***** Selected text *****

Re: Encoding issue, clues needed

From: George W Gerrity (g.gerrity@gwg-associates.com.au)
Date: Sun Dec 23 2007 - 19:40:13 CST

  • Next message: Jeroen Ruigrok van der Werven: "Re: Encoding issue, clues needed"

    On 2007-12-24, at 08:15, Jeroen Ruigrok van der Werven wrote:

    > On my FreeBSD system I am trying to track down an encoding issue
    > with ncurses
    > and Python. After having beating my head against it for the entire
    > day I
    > figured someone on this list would have a clue.
    >
    > Characters from the basic latin block are ok, but any multibye
    > character seems
    > to get mangled in one way or other.
    >
    > For example, a character such as 的 (U+7684) gets changed to U+fffd
    > ~Z ~D. In
    > general most characters get transformed to a U+fffd + ~.. + ~..
    > sequence.
    > Where .. is a Basic Latin printable character (apparently between U
    > +0040 -
    > U+007e).
    >
    > I am not seeing a, probably, very simple mangling. Even having
    > written out
    > everything in bit and hex sequences did not show much of a system,
    > aside from
    > the last digit being preserved, e.g. U+7684 still has an 4 at the
    > end since D
    > is U+0044.
    >
    > Python uses UTF-16 (UCS-2) internally and my locale, to which
    > everything is
    > decoded, uses UTF-8.
    >
    > So to take the example, U+7684 would be e7.98.84 in UTF-8 and the
    > sequence I
    > got, aside from U+fffd, is 7e.5a.7e.44.

    The e7 in the correct encoding and the 7e in the incorrect one
    suggest to me a byte-order and/or bit-order problem. Are all the
    Little-Endian/Big-Endian flags correct in the entire system build?
    Are definitions such as Unsigned Integer and the sizes for all
    integers defined correctly in all source code for the entire build?

***** Dataset records *****

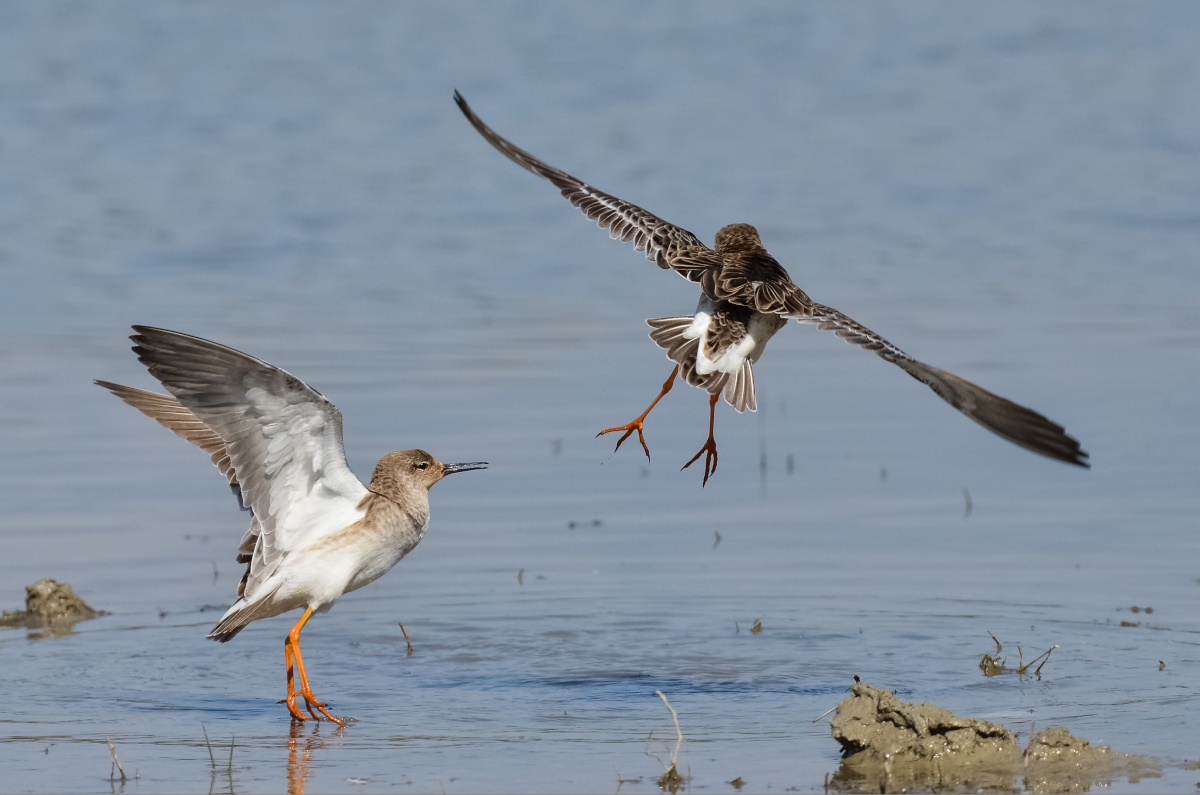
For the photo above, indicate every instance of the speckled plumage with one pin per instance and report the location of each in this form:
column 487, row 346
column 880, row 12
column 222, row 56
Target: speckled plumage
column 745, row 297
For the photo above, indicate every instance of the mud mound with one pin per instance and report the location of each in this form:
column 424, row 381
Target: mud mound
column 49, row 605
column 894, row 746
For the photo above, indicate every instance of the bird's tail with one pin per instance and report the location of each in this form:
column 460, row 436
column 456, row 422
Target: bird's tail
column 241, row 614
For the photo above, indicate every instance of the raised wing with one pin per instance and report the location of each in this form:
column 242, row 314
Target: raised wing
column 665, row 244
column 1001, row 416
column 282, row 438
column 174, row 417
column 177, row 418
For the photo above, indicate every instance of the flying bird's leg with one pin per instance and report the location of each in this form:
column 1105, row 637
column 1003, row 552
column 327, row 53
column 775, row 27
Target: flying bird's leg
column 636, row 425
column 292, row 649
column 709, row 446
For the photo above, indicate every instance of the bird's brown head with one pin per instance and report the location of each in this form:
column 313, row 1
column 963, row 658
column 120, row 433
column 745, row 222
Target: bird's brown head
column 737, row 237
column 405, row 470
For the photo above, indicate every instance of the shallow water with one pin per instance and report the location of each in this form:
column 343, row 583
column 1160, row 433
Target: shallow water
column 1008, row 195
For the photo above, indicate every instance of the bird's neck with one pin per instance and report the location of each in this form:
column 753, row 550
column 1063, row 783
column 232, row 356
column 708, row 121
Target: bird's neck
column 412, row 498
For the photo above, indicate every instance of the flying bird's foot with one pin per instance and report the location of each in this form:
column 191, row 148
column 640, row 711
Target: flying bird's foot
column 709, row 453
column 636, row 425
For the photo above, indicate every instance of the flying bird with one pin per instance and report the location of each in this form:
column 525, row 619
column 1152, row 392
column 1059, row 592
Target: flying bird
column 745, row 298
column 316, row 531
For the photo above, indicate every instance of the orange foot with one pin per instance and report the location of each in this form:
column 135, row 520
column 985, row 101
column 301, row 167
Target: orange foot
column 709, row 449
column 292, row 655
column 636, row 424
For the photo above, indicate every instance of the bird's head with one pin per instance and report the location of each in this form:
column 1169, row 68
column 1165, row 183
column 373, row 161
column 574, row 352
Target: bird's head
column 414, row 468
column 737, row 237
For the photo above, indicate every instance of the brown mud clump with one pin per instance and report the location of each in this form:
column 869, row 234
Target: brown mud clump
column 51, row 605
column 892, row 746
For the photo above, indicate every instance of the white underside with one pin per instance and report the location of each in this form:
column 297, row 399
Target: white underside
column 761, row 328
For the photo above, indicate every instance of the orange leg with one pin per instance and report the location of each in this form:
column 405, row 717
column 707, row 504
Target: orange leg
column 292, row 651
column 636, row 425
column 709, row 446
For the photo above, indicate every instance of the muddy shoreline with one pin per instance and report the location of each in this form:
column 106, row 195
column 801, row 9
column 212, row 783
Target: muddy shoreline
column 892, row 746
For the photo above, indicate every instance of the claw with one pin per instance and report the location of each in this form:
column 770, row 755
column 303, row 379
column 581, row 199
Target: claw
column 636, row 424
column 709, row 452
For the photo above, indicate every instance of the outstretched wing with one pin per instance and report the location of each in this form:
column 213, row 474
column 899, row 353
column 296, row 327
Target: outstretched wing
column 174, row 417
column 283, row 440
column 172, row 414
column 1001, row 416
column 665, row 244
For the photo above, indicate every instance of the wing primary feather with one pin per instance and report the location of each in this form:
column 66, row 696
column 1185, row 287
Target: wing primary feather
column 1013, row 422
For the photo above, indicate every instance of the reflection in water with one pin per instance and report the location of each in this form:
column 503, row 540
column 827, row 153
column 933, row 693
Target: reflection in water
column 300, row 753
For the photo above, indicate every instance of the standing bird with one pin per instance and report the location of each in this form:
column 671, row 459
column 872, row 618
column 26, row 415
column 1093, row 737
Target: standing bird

*****

## To do:
1) Answer these questions from the message on the encoding issue, one answer per line:
(a) On which operating system is the encoding issue being tracked down?
(b) Which encoding does the writer's locale use?
(c) What kind of problem does the reply say the e7 and the 7e suggest?
2) Print the part of the message on the encoding issue starting with "Date: Sun Dec" and going on through "have a clue.".
3) List every Unicode code point written in U+ notation in the message on the encoding issue.

## List of solutions:
1)
(a) FreeBSD
(b) UTF-8
(c) A byte-order and/or bit-order problem

2)
Date: Sun Dec 23 2007 - 19:40:13 CST

  • Next message: Jeroen Ruigrok van der Werven: "Re: Encoding issue, clues needed"

    On 2007-12-24, at 08:15, Jeroen Ruigrok van der Werven wrote:

    > On my FreeBSD system I am trying to track down an encoding issue
    > with ncurses
    > and Python. After having beating my head against it for the entire
    > day I
    > figured someone on this list would have a clue.

3)
U+7684
U+fffd
U+0040
U+007e
U+0044